Some records:

※ ※ ※

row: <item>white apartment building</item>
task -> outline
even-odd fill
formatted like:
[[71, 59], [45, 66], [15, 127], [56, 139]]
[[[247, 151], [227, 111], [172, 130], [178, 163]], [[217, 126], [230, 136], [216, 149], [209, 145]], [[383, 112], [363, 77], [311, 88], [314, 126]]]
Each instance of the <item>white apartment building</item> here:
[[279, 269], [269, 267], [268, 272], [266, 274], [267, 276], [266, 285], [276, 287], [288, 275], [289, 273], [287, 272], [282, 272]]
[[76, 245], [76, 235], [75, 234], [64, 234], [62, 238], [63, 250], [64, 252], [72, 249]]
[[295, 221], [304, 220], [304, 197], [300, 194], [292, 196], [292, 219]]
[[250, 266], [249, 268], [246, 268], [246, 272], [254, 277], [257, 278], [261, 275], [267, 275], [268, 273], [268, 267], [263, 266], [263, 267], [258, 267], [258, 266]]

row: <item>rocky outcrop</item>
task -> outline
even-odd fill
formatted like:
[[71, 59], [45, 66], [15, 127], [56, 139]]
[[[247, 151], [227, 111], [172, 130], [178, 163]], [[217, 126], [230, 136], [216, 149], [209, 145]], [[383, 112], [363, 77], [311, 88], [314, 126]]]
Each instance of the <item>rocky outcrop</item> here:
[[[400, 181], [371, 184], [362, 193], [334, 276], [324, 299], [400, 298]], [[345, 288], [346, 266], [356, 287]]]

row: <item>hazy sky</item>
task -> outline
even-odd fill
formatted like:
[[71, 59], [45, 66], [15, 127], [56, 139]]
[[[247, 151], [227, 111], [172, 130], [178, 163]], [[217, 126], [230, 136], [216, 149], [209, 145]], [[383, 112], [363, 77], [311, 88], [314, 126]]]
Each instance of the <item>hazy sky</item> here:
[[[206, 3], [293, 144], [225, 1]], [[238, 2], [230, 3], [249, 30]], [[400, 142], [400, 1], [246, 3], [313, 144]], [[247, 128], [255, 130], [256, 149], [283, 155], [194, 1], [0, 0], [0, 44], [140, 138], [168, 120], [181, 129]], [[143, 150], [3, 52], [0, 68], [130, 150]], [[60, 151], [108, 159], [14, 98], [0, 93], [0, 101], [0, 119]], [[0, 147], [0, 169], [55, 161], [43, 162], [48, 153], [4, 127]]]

※ ※ ※

**THE EXERCISE:**
Could you turn every line of the records above into a numbered list, leaving out the blank lines?

**ANSWER TO THE EXERCISE:**
1. row: <item>white apartment building</item>
2. task -> outline
3. even-odd fill
4. formatted like:
5. [[71, 59], [45, 66], [15, 127], [56, 139]]
6. [[[247, 151], [227, 111], [172, 130], [178, 163]], [[217, 126], [230, 136], [216, 149], [209, 145]], [[383, 112], [363, 77], [311, 88], [314, 126]]]
7. Each instance of the <item>white apartment building</item> here:
8. [[279, 269], [269, 267], [268, 272], [266, 274], [267, 276], [266, 285], [276, 287], [288, 275], [289, 273], [287, 272], [282, 272]]
9. [[76, 245], [76, 235], [75, 234], [64, 234], [62, 238], [63, 250], [64, 252], [72, 249]]
10. [[295, 221], [304, 220], [304, 197], [300, 194], [292, 196], [292, 219]]
11. [[250, 266], [249, 268], [246, 268], [246, 272], [254, 277], [257, 278], [261, 275], [267, 275], [268, 273], [268, 267], [263, 266], [263, 267], [258, 267], [258, 266]]
12. row: <item>rocky outcrop</item>
13. task -> outline
14. even-odd fill
15. formatted like:
16. [[71, 59], [45, 66], [15, 127], [56, 139]]
17. [[[247, 151], [227, 111], [172, 130], [178, 163]], [[217, 126], [230, 136], [216, 149], [209, 145]], [[383, 112], [363, 77], [311, 88], [314, 126]]]
18. Each instance of the <item>rocky outcrop</item> here:
19. [[[400, 181], [371, 184], [362, 193], [334, 276], [324, 299], [400, 298]], [[345, 288], [346, 266], [356, 287]]]
20. row: <item>hazy sky</item>
21. task -> outline
22. even-odd fill
23. formatted like:
24. [[71, 59], [45, 66], [15, 127], [56, 139]]
25. [[[247, 151], [227, 111], [172, 130], [178, 163]], [[217, 126], [230, 136], [216, 149], [209, 145]], [[383, 112], [363, 77], [311, 88], [314, 126]]]
26. Each instance of the <item>hazy sky</item> here:
27. [[[206, 3], [293, 144], [225, 1]], [[238, 2], [230, 3], [249, 30]], [[400, 142], [400, 1], [246, 3], [313, 144]], [[247, 128], [255, 130], [256, 149], [283, 155], [194, 1], [0, 0], [0, 44], [140, 138], [168, 120], [181, 129]], [[143, 150], [3, 52], [0, 68], [130, 150]], [[60, 151], [108, 159], [14, 98], [0, 93], [0, 101], [0, 119]], [[0, 147], [0, 169], [55, 161], [43, 162], [48, 153], [4, 127]]]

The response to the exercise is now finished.